__What the task asks__.
Rewrite the data below with every "sandy bank" changed to "gravel bar" and nothing else altered. Omit the pictures from your version.

Dataset excerpt:

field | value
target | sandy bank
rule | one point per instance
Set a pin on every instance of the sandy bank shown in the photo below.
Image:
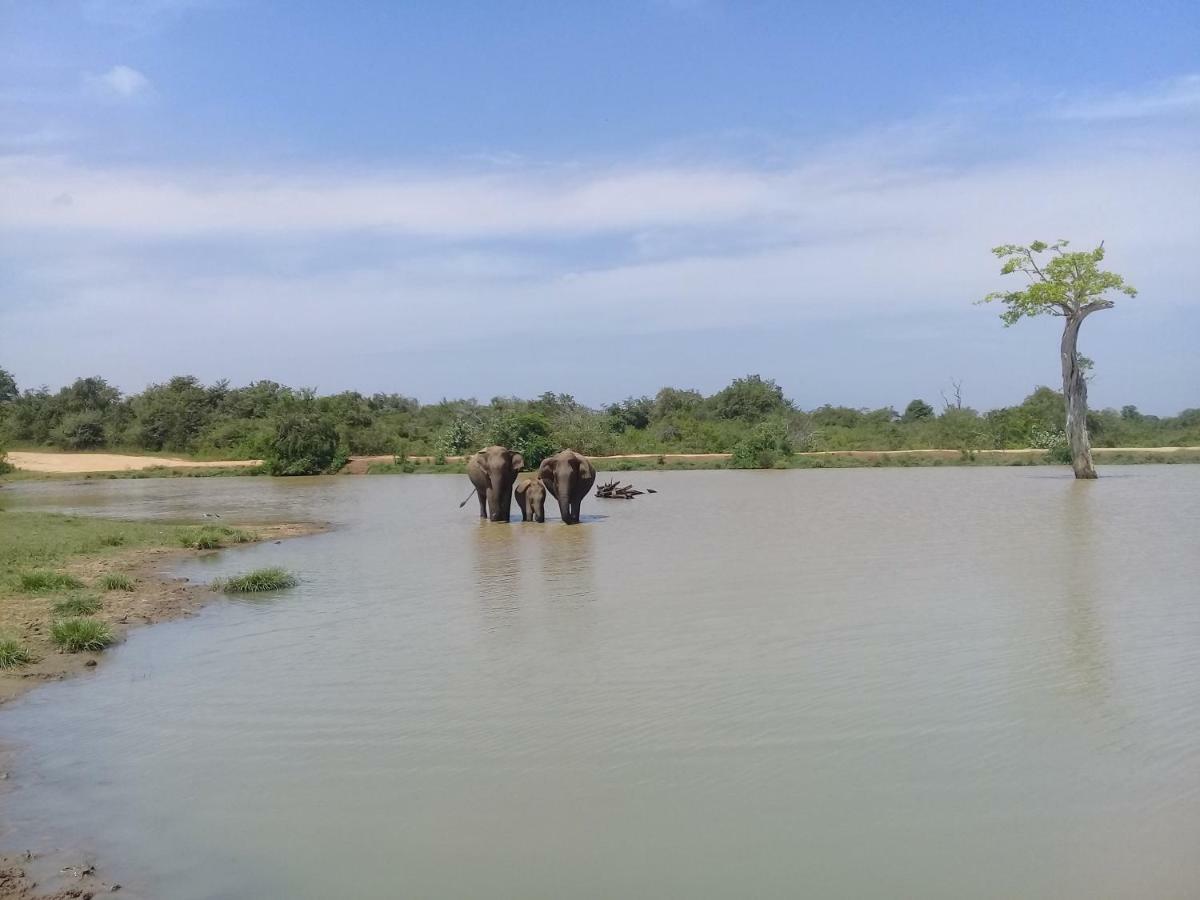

__Task answer__.
field | value
target | gravel bar
rule | one point per instance
Set a pin on every instance of the gravel bar shown in the photo below.
Image:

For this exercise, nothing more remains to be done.